> Does it mean that the binaries we distribute should work on that?

I have been maintaining XCB plugin and the bundled xkbcommon and xcb 3rd party 
sources based on the assumption that an answer to this question is - yes.


________________________________
From: Development <[email protected]> on behalf of Tony 
Sarajärvi <[email protected]>
Sent: Thursday, May 2, 2019 1:48 PM
To: [email protected]
Subject: [Development] A monologue about platforms in the Qt world

Hi all!

I'd like to open up a discussion about the platforms we "support".  This is 
like listening to a broken record, but once again it’s about adding or removing 
platforms in the CI, what’s supported and what we do packages with. But, this 
time I'm going to approach you a bit differently. Instead of simple questions, 
I'm going to bombard you with boring details. You need to know what exactly it 
is we are asking you about after all ;)


What's a  supported platform?
---
It means that The Qt Company gives you support if you stumble upon a problem 
with that distro and the Qt release promised to work on that. But what’s 
unclear is what it actually means that Qt should work on that platform. Does it 
mean that the binaries we distribute should work on that? Or does it mean that 
Qt builds on it if you take the sources and compile them yourself? This is one 
of the most asked questions we’ve had here. A good example is openSUSE 42.3 
where examples don’t compile if you take our binary release and try to work 
with that. But if you would compile Qt on that distro, then it would work. (see 
https://bugreports.qt.io/browse/QTQAINFRA-2780 if you want to know the 
details). What do you think it means? Is one or the other answers wrong here?


What a platform in the CI?
---
Ok this one is pretty clear. A platform in the CI is a platform we see fit to 
be tested for a specific branch. The important thing here is to realize that 
this is not the same thing as us supporting something. For obvious reasons it 
would be great if everything we supported was tested here, but because of the 
vast amount of combinations, we can't do that. We simply try to cover the most 
common cases here. And that's always up for debate! If you see that something 
is worth testing in the CI, create a ticket about it and justify why your 
configuration should be in there. This doesn't just mean adding platforms or 
compilers. It also means configurations like -no-gui or building examples for 
Android or something.


What's a packaging configuration and why don't Linux binaries work as promised?
---
Some configurations in the CI are used to actually create the binaries which we 
deliver as Qt binaries via the installer. They can be recognized by the 
"Packaging" keyword in the following files:
https://code.qt.io/cgit/qt/qt5.git/tree/coin/platform_configs/default.txt
https://code.qt.io/cgit/qt/qt5.git/tree/coin/platform_configs/qt5.txt
For most platforms this makes a lot of sense and they don't cause problems 
anywhere, but our Linux binaries are a different thing entirely. Where Windows 
and macOS binaries work here and there, Linux distros tend to be more strict to 
what works and where. The library dependencies make things not work backwards 
as well as on Windows and macOS. Which brings us to the problem mentioned 
earlier at supported platforms. Binaries created with RHEL 7.4 don't tend to 
work on openSUSE 42.3, but they do compile.

(STORED RECORDS)
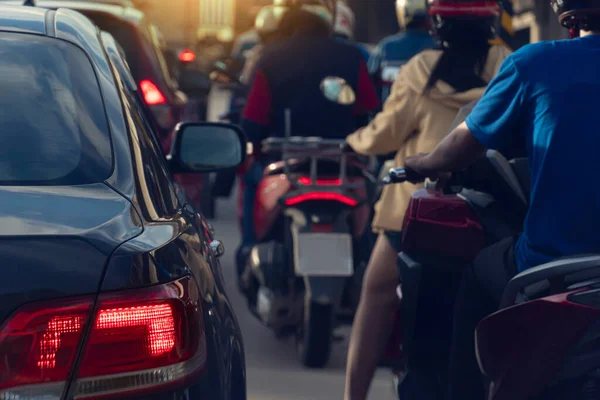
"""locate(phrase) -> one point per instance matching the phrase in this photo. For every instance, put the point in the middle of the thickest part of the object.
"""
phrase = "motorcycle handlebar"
(401, 175)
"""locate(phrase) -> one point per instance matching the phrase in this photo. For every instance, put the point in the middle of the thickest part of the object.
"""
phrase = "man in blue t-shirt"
(547, 94)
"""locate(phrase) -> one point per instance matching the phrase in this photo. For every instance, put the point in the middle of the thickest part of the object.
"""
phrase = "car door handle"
(217, 248)
(211, 229)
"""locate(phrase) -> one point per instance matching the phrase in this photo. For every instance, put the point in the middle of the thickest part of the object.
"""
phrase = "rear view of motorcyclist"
(343, 27)
(288, 77)
(397, 49)
(428, 93)
(266, 26)
(558, 118)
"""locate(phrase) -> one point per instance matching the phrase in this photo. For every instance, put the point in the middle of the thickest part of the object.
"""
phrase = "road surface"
(274, 372)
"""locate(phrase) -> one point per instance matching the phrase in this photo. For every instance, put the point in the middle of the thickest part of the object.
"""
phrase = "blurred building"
(184, 22)
(532, 20)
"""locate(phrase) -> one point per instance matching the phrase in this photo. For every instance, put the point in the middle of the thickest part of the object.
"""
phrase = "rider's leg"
(478, 296)
(373, 322)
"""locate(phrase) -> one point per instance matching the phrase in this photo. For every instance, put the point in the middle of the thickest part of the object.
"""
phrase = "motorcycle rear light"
(152, 95)
(38, 346)
(586, 297)
(320, 196)
(187, 55)
(138, 340)
(305, 180)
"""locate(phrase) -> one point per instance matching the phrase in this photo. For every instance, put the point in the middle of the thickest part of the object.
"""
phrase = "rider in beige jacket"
(425, 98)
(412, 122)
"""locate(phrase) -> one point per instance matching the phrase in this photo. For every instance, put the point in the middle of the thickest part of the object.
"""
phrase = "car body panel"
(131, 231)
(12, 19)
(55, 241)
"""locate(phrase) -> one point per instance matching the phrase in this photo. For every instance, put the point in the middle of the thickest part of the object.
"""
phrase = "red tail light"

(COMPLETE THE FOLLOWING)
a - Return the part of the Qt platforms message that opens with the words containing "I'd like to" and closes with "after all ;)".
b - Answer these questions from the Qt platforms message:
(i) Which openSUSE version is given as an example where examples don't compile with the binary release?
(ii) Which keyword marks the CI configurations used to create the binaries delivered via the installer?
(iii) On what date was the message sent?
c - List every web address that appears in the Qt platforms message.
The material comes from a different source than the Qt platforms message.

(FULL ANSWERS)
a -
I'd like to open up a discussion about the platforms we "support".  This is 
like listening to a broken record, but once again it’s about adding or removing 
platforms in the CI, what’s supported and what we do packages with. But, this 
time I'm going to approach you a bit differently. Instead of simple questions, 
I'm going to bombard you with boring details. You need to know what exactly it 
is we are asking you about after all ;)

b -
(i) openSUSE 42.3
(ii) "Packaging"
(iii) Thursday, May 2, 2019

c -
https://bugreports.qt.io/browse/QTQAINFRA-2780
https://code.qt.io/cgit/qt/qt5.git/tree/coin/platform_configs/default.txt
https://code.qt.io/cgit/qt/qt5.git/tree/coin/platform_configs/qt5.txt